Since the underwear bomber attempted to bring down Northwest 253 on Christmas Day, it’s been all terror all the time across news media. Project for Excellence in Journalism reports a rare occurance – stories surrounding NW253 have dominated coverage in all the media they track – blogs, twitter, newspapers, television and radio. There are numerous threads to the story – a predictable debate over whether the attack is Obama’s fault, discussions of the failures of US intelligence, speculations about changes in airport security (theatre).

And then there’s Yemen. As Michael Cohen puts it on Democracy Arsenal, “Yemen is the New Black!” There’s no better way to get coverage on cable news this week than to declare that the US should invade/support/stabilize/redecorate/pave Yemen immediately to address the threat of Al Qaeda. And news organizations are falling over themselves to provide background information on the country, its politics and the possibility that Yemen may be emerging as a “safe haven” for terrorist training.

Brian Katulis, writing for the Center for American Progress, does an excellent job of shattering the “safe haven myth”, pointing out that the critical preparations for 9/11 took place in Germany and in flight schools in the US, not in Afghanistan. The first line of his piece, especially, is killer: “America’s attention deficit disorder-afflicted media spent the last week rediscovering Yemen as a country of serious concern for global security.”

Just how quickly has attention shifted on Yemen? The New York Times has run 79 pieces of content on their website that mention Yemen in the past 7 days. In the previous year, only 189 stories mentioned Yemen. In most years, 79 stories is roughly a half-year’s quota for Yemen attention. (I don’t mean to pick on the Times. The Washington Post ran 317 piece on Yemen since 2008, and 92 in the past three days. It’s just that the Times has the best archives of any US paper and lets me search year by year…)

NYTimes stories on Yemen
New York Times stories on Yemen. The first 7 days of this year are in blue.

============================================================

» Required actions
• A. According to the text on Yemen coverage, how many pieces of content mentioning Yemen did the New York Times run on its website in the past 7 days?
• B. Based on the text on Yemen coverage, does each statement agree with it? (i) The Washington Post ran 92 pieces on Yemen in the past three days. (ii) Brian Katulis says the critical preparations for 9/11 took place in Afghanistan. (iii) In the previous year, the New York Times had only 189 stories mentioning Yemen.
• C. Please copy the text on Yemen coverage between "Just how quickly" and "are in blue.", inclusive.
The material that comes next is separate from the text on Yemen coverage.

============================================================

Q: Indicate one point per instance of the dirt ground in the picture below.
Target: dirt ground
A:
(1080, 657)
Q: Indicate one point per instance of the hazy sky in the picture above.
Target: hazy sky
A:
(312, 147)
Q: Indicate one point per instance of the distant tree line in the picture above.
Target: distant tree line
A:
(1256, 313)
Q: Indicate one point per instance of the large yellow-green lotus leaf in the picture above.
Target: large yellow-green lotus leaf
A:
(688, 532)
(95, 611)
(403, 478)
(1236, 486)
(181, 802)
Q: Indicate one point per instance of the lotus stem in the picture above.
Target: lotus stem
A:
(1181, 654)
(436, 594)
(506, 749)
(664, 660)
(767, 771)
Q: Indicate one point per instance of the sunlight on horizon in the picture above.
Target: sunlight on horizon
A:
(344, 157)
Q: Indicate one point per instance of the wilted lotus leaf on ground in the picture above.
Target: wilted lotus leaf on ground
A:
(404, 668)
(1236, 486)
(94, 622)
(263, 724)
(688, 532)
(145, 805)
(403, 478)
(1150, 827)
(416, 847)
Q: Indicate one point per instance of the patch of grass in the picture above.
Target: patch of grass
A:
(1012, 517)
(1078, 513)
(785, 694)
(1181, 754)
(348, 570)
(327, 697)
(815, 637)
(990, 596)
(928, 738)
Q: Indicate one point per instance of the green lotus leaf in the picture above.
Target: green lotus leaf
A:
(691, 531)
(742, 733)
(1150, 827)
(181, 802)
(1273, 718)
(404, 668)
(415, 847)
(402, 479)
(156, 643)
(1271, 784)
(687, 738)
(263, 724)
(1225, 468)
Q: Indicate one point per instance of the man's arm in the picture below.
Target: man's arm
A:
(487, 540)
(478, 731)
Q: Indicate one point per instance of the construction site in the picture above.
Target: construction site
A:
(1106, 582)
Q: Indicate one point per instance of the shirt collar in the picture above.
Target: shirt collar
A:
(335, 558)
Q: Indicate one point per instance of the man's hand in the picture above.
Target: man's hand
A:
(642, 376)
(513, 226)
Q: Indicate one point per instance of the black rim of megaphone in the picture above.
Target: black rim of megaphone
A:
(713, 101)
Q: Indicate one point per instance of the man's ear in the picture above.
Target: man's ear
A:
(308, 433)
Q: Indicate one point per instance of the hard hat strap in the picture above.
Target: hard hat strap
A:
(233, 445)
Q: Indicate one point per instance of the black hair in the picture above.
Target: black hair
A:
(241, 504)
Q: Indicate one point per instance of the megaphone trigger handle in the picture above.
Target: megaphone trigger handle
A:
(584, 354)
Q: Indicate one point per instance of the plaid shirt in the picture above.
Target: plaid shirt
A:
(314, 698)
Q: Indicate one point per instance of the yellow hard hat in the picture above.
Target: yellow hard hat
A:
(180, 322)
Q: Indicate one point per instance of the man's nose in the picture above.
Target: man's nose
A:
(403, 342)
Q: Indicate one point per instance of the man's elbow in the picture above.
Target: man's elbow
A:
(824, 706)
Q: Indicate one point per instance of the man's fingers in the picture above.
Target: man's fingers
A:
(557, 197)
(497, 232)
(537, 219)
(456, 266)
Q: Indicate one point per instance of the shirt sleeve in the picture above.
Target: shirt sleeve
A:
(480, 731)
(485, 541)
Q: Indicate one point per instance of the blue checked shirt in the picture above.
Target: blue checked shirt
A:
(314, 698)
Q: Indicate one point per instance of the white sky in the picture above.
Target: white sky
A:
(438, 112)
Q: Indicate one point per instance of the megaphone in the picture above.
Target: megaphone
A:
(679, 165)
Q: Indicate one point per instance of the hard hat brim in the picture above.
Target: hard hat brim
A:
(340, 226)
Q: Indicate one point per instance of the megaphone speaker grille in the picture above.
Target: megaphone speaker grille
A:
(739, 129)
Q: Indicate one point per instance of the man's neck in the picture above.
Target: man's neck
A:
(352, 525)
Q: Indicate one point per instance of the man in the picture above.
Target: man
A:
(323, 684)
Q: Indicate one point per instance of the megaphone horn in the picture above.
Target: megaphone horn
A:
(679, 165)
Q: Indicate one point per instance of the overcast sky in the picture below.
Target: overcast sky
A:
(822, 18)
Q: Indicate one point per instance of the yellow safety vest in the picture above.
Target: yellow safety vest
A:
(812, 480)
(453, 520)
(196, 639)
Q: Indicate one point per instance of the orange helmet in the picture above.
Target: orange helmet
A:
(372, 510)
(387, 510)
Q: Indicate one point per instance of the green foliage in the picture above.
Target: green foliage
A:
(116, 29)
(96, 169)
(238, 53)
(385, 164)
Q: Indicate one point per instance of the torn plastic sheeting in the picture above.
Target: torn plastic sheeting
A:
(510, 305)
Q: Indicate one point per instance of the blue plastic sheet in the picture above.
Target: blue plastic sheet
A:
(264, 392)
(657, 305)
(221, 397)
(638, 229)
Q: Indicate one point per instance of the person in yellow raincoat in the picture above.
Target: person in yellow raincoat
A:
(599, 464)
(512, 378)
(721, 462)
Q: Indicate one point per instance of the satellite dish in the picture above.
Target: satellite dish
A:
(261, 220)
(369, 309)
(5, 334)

============================================================

» Expected outputs
• A. 79.

• B.
(i) Yes: "The Washington Post ran 317 piece on Yemen since 2008, and 92 in the past three days."
(ii) No: "the critical preparations for 9/11 took place in Germany and in flight schools in the US, not in Afghanistan."
(iii) Yes: "In the previous year, only 189 stories mentioned Yemen."

• C.
Just how quickly has attention shifted on Yemen? The New York Times has run 79 pieces of content on their website that mention Yemen in the past 7 days. In the previous year, only 189 stories mentioned Yemen. In most years, 79 stories is roughly a half-year’s quota for Yemen attention. (I don’t mean to pick on the Times. The Washington Post ran 317 piece on Yemen since 2008, and 92 in the past three days. It’s just that the Times has the best archives of any US paper and lets me search year by year…)

NYTimes stories on Yemen
New York Times stories on Yemen. The first 7 days of this year are in blue.